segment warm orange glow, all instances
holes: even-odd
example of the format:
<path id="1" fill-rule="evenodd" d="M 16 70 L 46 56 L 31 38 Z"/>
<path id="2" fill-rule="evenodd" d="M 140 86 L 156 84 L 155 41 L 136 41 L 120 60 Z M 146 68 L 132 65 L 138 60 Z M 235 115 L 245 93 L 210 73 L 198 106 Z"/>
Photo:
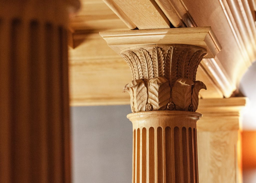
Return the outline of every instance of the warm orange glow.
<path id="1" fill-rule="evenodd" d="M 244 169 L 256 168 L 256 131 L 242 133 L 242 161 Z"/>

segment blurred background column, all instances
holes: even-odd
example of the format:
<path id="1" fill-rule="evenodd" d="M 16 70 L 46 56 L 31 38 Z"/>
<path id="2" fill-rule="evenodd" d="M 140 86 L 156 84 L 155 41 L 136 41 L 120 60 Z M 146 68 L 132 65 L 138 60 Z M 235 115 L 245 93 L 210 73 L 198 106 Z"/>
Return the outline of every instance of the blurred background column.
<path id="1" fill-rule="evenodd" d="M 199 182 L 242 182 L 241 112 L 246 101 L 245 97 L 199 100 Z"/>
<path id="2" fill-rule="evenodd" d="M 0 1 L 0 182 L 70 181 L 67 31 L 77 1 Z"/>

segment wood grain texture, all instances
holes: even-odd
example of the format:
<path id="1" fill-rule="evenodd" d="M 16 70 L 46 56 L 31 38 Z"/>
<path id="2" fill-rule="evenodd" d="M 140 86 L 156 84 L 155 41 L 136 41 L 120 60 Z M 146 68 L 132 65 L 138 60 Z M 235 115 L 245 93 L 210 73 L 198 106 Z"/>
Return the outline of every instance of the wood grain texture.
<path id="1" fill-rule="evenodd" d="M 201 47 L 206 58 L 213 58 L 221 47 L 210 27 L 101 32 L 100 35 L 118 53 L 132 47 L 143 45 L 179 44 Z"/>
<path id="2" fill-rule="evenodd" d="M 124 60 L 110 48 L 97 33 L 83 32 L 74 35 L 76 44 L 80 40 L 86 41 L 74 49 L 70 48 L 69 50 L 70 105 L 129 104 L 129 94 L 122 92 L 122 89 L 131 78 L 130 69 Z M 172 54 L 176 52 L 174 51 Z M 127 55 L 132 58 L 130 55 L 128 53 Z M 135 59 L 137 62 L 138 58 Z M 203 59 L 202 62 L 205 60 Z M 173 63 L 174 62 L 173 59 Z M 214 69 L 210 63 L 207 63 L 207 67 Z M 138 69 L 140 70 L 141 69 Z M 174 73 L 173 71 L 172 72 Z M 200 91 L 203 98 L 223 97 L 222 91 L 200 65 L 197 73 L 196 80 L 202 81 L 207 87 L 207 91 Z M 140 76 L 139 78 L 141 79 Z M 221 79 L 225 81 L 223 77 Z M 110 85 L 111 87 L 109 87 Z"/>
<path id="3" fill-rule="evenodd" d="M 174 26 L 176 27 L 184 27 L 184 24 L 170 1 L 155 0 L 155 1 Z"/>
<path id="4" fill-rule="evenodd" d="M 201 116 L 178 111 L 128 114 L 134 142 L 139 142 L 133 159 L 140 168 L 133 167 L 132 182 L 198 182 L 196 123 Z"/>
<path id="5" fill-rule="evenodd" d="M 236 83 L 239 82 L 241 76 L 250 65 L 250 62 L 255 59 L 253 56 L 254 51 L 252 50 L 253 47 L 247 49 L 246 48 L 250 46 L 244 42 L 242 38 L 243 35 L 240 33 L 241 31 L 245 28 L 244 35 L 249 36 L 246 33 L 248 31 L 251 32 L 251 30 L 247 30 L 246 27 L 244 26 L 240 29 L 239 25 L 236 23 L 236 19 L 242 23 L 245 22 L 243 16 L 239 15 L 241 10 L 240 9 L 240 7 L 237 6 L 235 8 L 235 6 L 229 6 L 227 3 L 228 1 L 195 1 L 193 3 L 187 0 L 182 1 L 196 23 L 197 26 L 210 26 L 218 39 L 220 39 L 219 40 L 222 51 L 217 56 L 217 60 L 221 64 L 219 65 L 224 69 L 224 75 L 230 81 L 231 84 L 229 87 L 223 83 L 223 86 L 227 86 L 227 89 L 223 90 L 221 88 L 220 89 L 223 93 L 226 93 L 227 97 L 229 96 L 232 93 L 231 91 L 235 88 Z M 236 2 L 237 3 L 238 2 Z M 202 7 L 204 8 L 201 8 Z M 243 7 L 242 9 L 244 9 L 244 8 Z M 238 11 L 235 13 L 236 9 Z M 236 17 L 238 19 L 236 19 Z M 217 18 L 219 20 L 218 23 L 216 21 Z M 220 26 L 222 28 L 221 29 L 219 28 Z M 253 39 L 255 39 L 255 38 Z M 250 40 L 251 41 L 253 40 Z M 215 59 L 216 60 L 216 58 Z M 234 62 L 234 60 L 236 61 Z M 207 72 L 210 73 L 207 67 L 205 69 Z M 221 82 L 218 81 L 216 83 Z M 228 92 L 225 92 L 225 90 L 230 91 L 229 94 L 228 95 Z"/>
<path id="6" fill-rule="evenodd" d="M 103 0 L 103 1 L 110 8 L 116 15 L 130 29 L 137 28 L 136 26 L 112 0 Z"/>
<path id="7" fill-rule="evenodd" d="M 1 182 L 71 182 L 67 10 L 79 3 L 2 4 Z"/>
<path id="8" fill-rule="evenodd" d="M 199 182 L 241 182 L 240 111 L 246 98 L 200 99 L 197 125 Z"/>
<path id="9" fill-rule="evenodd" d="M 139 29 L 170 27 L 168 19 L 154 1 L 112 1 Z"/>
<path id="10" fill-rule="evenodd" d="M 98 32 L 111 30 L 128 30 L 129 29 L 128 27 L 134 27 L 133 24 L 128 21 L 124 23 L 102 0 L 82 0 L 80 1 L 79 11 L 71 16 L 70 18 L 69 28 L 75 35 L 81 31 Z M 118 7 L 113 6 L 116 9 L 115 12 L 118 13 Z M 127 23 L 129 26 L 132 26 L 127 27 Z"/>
***
#### Short exercise
Please rewrite the rows starting at the line containing "segment blurred background" and ending at the line containing "182 L 70 181", changing "column" to "pillar" and leaving everything else as it is.

#### The completed task
segment blurred background pillar, all instances
holes: even-odd
example of the format:
<path id="1" fill-rule="evenodd" d="M 16 70 L 46 56 L 31 38 Z"/>
<path id="2" fill-rule="evenodd" d="M 140 86 L 156 84 L 155 41 L 136 41 L 120 60 Z M 146 68 L 132 65 L 138 60 Z M 235 115 L 245 93 L 210 73 L 198 106 Z"/>
Return the outline of every instance of the blurred background pillar.
<path id="1" fill-rule="evenodd" d="M 199 182 L 242 182 L 241 112 L 246 101 L 245 97 L 199 100 Z"/>
<path id="2" fill-rule="evenodd" d="M 0 1 L 0 182 L 70 181 L 67 31 L 77 1 Z"/>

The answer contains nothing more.